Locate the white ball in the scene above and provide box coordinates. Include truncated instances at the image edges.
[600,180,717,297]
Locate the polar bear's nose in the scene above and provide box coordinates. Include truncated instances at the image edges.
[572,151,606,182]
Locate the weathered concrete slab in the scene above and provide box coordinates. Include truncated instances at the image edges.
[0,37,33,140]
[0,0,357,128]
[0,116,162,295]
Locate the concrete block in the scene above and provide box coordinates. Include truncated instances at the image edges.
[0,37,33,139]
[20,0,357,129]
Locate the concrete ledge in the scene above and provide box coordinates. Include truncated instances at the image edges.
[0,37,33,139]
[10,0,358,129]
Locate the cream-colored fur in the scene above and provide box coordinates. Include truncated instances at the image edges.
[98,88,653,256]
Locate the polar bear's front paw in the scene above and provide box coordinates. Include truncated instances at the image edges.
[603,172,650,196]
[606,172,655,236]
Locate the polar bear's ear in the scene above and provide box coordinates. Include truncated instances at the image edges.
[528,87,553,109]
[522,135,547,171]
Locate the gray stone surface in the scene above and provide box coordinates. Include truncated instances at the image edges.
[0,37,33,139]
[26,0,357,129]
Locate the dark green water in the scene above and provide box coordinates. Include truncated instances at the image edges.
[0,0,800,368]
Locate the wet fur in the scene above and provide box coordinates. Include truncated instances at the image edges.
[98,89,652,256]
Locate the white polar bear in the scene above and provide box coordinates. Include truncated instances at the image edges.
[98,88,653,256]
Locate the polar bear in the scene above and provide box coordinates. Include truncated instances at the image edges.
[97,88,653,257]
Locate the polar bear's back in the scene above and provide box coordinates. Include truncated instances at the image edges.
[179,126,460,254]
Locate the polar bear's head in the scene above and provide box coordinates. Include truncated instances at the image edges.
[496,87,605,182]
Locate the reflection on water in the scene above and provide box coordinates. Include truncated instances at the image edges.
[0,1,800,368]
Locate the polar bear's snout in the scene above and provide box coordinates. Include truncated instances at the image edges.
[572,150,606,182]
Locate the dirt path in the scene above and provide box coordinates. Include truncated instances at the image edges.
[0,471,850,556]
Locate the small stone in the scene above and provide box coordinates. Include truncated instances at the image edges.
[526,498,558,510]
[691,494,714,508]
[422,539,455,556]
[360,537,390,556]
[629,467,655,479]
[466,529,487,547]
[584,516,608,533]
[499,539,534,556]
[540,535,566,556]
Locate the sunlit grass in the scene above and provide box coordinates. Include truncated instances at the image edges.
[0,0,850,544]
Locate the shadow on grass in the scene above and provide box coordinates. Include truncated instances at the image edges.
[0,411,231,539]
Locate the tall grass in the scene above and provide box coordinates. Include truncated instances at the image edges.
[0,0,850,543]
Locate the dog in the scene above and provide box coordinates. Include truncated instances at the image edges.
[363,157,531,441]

◆ **WHAT TO WORK ON**
Rewrite every one of the records above, replacing "box coordinates" with "bounding box coordinates" and leaving everything else as it is.

◆ **FINISHED TASK**
Locate the white ball in the scene above and provide bounding box coordinates. Include truncated instances at the image edges.
[600,180,717,297]
Locate the polar bear's nose in the scene above and provide bounding box coordinates. Include truncated instances at the image edges.
[572,151,606,182]
Locate the weathered concrete slab in the scene above and provide bounding box coordinates. Include truncated instances at the image edges.
[0,37,33,140]
[0,0,357,128]
[0,116,162,295]
Locate the concrete block in the scene above and provide bounding box coordinates. Include truncated instances at the image edges.
[0,37,33,139]
[20,0,357,129]
Locate the concrete ledge in the scene above and provide bounding box coordinates. Include truncated instances at the image edges.
[0,37,33,139]
[10,0,358,129]
Locate the cream-colored fur in the scene above and provide bounding box coordinates. Include truncated instances at the image edges.
[98,88,653,256]
Locate the polar bear's front paw in the scene above and provide bounding box coordinates. Include truncated instances at the image edges.
[603,172,650,196]
[606,172,655,236]
Locate the polar bear's ear in the scene above and provide bounding box coordinates. Include truncated instances at the image edges.
[528,87,553,109]
[522,135,547,171]
Locate the gray stone surface in the scene above and provide bounding box coordinates. Include truncated instances at the image edges.
[0,37,33,139]
[26,0,357,129]
Locate the dark green water in the scene above and provide bounding box coordinates. Include truncated instances at the image edges.
[0,0,800,368]
Locate the wet fur in the scene above and provide bounding box coordinates. Include truncated instances at the image edges.
[98,89,652,256]
Locate the white polar bear in the scene above and provide bounding box coordinates. Include truncated instances at the image edges.
[98,88,653,256]
Locate the polar bear in the scene above and provide bounding box coordinates. Include truncated instances at the image edges.
[97,88,653,257]
Locate the polar bear's back in the scene above and provide bounding box coordinates. Include truncated instances at the image edges.
[179,126,460,254]
Locate the polar bear's head in the scene above and provide bounding box coordinates. Include truncated instances at the image edges.
[496,87,605,182]
Locate the reflection on water in the scene above and provide bounding box coordinates. Include truncated instances at the image edges.
[0,1,800,368]
Locate the polar bear's snout in the scene above and provide bounding box coordinates. Include truncated instances at the image edges.
[572,150,606,182]
Locate the dirt path in the scene above and provide bounding box coordinates. Include truncated instances at the image edges.
[0,471,850,556]
Locate the small stone in the scene above and provide bounding box coordinates. Include truncated instances at the image edges.
[526,498,558,510]
[691,494,714,508]
[422,539,455,556]
[360,537,390,556]
[629,467,655,479]
[466,529,487,547]
[584,516,608,533]
[499,539,534,556]
[540,535,566,556]
Locate the sunlit grass in the scene above and provide bounding box coordinates. Include truncated instances at the image edges.
[0,0,850,544]
Locate the shadow on grass in the scene above and provide bounding box coordinates. Include truncated instances at the image edges.
[0,411,231,539]
Locate the tall grass in the scene above and provide bounding box coordinates. Include truncated instances at the image edges.
[0,0,850,543]
Locate the dog in the scene above and provide bounding box coordinates. Include truncated instances at the image edges.
[363,157,531,441]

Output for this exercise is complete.